> What is asked:
1 – In the tribunal decision below, rewrite the paragraph beginning "Before the DTC and before us" as a short bulleted list that keeps its main facts.
2 – Using the tribunal decision below, decide whether each statement agrees with it. Answer yes or no, and quote the words that decide it.
(a) The operators' guide was published by DVSA.
(b) The DTC made an adverse finding against the operator on maintenance issues.
(c) The letter about the closure of a bridge came from Rhondda Cynon Taff Council.
======== Reading passage ========
He said that the formal warning “hurt”. In essence that part of the DTC’s decision depends on the other parts.
It is with the failure to comply with the registered timetables that we start. The relevant legislation is set out above. There is useful Guidance in the form of the “Local Bus Services Registration – Guide for Operators”, (Footnote: 1) published by DVSA which states:
“For all operators, before you apply to register the service you should check that your proposed route and timetable are achievable at all the times when you intend to run the service. You will also need to ensure that you have sufficient resources to provide the service at all times and check the general feasibility of the service.”
“When you register your service you are committing yourself to running it in the way you have described on the form. That is why it is very important to get the details of the service absolutely right when you apply.”
These, of course, reflect the importance to the travelling public of a reliable service.
Before the DTC and before us, the operator made complaints about the timing of the public inquiry. In barest summary, these amounted to the initial call-up letter having been issued when he was in Doha to watch the football World Cup and the schedule for submitting documents requiring action by him and his staff around the Christmas/New Year period. The panel finds it surprising that the proprietor of a business would not have suitable cover arrangements in place for absences of him and/or members of his staff. Mr Jones’s views as to what would amount to “best practice” on the part of the Office of the Traffic Commissioner (OTC) are not to the point: there is no suggestion that the OTC failed to meet relevant legal deadlines. He was, he says in consequence of the timing, late in submitting documents in support of his case. He handed a bundle to the DTC on the day of the public inquiry, which the DTC reviewed over lunchtime. As the DTC noted:
“The operator has not sought to paginate, summarise or provide an index to the 68 document bundles in his folder of evidence but I have considered the contents as evidence in making my findings.”
Mr Jones told us that “most” of the documents were about maintenance issues. Though such issues had been referred to in the call-up letter, the DTC did not in the event examine them, much less make any adverse finding against the operator in respect of them, thus documents concerning them need not detain us further. The only document among those handed in to the DTC which he identified to us as not being about maintenance issues was a letter from Rhondda Cynon Taff Council about the closure of a bridge (see below). The letter was not in the bundle supplied by the OTC which had in turn been supplied to Mr Jones, nor had he seen fit to provide it to the Upper Tribunal before or at the hearing.
======== Extracted entries ========
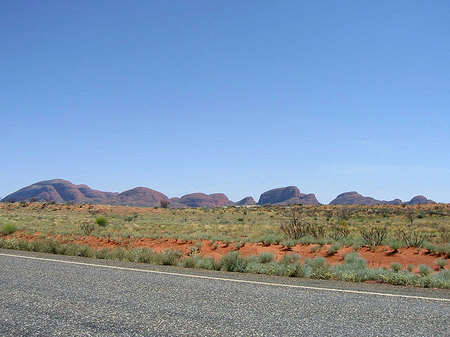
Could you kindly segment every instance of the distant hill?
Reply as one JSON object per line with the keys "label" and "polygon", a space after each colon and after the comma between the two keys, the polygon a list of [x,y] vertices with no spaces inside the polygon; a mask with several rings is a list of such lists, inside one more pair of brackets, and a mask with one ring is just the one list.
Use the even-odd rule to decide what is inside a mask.
{"label": "distant hill", "polygon": [[236,203],[236,206],[252,206],[252,205],[256,205],[255,199],[253,199],[253,197],[245,197],[242,200],[239,200]]}
{"label": "distant hill", "polygon": [[93,202],[100,203],[114,198],[118,193],[102,192],[86,185],[74,185],[63,179],[40,181],[7,195],[2,201],[20,201],[36,199],[55,202]]}
{"label": "distant hill", "polygon": [[320,205],[314,194],[303,194],[297,186],[274,188],[259,197],[258,205]]}
{"label": "distant hill", "polygon": [[232,206],[234,203],[223,193],[205,194],[191,193],[181,198],[172,198],[170,207],[223,207]]}
{"label": "distant hill", "polygon": [[333,201],[330,202],[330,205],[374,206],[374,205],[402,205],[402,204],[418,205],[418,204],[430,204],[430,203],[434,203],[434,201],[429,200],[422,195],[416,196],[408,202],[403,202],[400,199],[394,199],[391,201],[377,200],[372,197],[364,197],[361,194],[359,194],[358,192],[352,191],[352,192],[345,192],[345,193],[339,194]]}
{"label": "distant hill", "polygon": [[[245,205],[320,205],[312,193],[301,193],[296,186],[274,188],[261,194],[258,203],[251,197],[234,203],[223,193],[190,193],[181,198],[169,199],[165,194],[147,187],[135,187],[122,193],[94,190],[87,185],[75,185],[68,180],[52,179],[40,181],[7,195],[6,201],[54,201],[58,203],[91,203],[118,206],[159,207],[161,201],[170,202],[172,208],[186,207],[224,207]],[[423,195],[418,195],[408,202],[400,199],[391,201],[365,197],[356,191],[339,194],[330,205],[419,205],[434,203]]]}
{"label": "distant hill", "polygon": [[423,195],[417,195],[408,202],[408,205],[422,205],[422,204],[435,204],[435,202],[433,200],[425,198]]}
{"label": "distant hill", "polygon": [[147,187],[135,187],[105,200],[105,203],[118,206],[159,207],[161,201],[170,202],[169,198],[161,192]]}

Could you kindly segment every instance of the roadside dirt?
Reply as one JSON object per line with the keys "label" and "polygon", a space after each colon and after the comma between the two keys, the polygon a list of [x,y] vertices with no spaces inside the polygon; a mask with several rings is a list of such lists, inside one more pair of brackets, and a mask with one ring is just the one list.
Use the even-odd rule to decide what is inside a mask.
{"label": "roadside dirt", "polygon": [[[24,232],[16,232],[9,236],[10,238],[25,239],[28,241],[41,240],[42,234],[37,232],[32,235]],[[191,241],[191,240],[177,240],[177,239],[151,239],[151,238],[98,238],[95,236],[86,236],[83,238],[75,238],[73,236],[61,236],[56,235],[49,237],[60,241],[61,243],[75,243],[86,245],[94,249],[114,249],[114,248],[151,248],[155,252],[161,252],[166,249],[175,249],[182,251],[186,256],[191,253],[191,248],[201,246],[199,248],[199,254],[207,257],[213,257],[215,259],[221,258],[223,255],[228,254],[231,251],[239,251],[243,256],[259,255],[263,252],[273,253],[275,259],[279,260],[285,254],[298,254],[300,260],[314,257],[324,257],[331,265],[341,264],[344,262],[344,256],[346,253],[353,251],[351,247],[344,247],[337,253],[330,255],[327,251],[328,245],[319,246],[317,244],[301,245],[298,244],[292,248],[287,248],[282,245],[264,245],[262,243],[246,243],[239,249],[234,246],[233,243],[226,244],[224,242],[211,242],[209,240]],[[400,248],[398,252],[387,246],[379,247],[363,247],[357,250],[357,252],[367,260],[370,268],[386,267],[390,268],[391,263],[397,262],[402,265],[403,269],[406,269],[408,265],[413,264],[415,268],[413,271],[418,271],[417,266],[424,264],[432,268],[433,270],[439,270],[436,265],[436,260],[439,258],[449,259],[447,255],[430,254],[426,249],[419,248]],[[450,269],[447,265],[446,269]]]}

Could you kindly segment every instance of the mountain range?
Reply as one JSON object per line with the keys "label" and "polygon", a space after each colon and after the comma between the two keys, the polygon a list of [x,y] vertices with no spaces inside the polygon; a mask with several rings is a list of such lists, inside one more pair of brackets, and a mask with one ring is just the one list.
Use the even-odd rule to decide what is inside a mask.
{"label": "mountain range", "polygon": [[[91,189],[87,185],[75,185],[63,179],[40,181],[7,195],[2,202],[8,201],[54,201],[57,203],[73,202],[77,204],[92,203],[106,205],[159,207],[162,203],[170,204],[172,208],[185,207],[224,207],[247,205],[321,205],[312,193],[301,193],[296,186],[271,189],[261,194],[256,203],[251,197],[233,202],[223,193],[191,193],[182,197],[167,197],[165,194],[147,187],[135,187],[130,190],[117,192],[103,192]],[[417,205],[434,203],[422,195],[415,196],[410,201],[400,199],[391,201],[377,200],[364,197],[352,191],[339,194],[330,205]]]}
========
> Answers below:
1 –
- The operator complained, before the DTC and before the panel, about the timing of the public inquiry.
- The initial call-up letter was issued while he was in Doha to watch the football World Cup.
- The schedule for submitting documents required action by him and his staff around the Christmas/New Year period.
- The panel found it surprising that a business proprietor would not have suitable cover arrangements for absences of him or his staff.
- Mr Jones's views on "best practice" by the Office of the Traffic Commissioner (OTC) are not to the point, since there is no suggestion that the OTC failed to meet relevant legal deadlines.
- He says the timing made him late in submitting documents in support of his case.
- He handed the DTC a bundle on the day of the public inquiry, and the DTC reviewed it over lunchtime.

2 –
(a) Yes: "published by DVSA"
(b) No: "the DTC did not in the event examine them, much less make any adverse finding against the operator in respect of them"
(c) Yes: "a letter from Rhondda Cynon Taff Council about the closure of a bridge"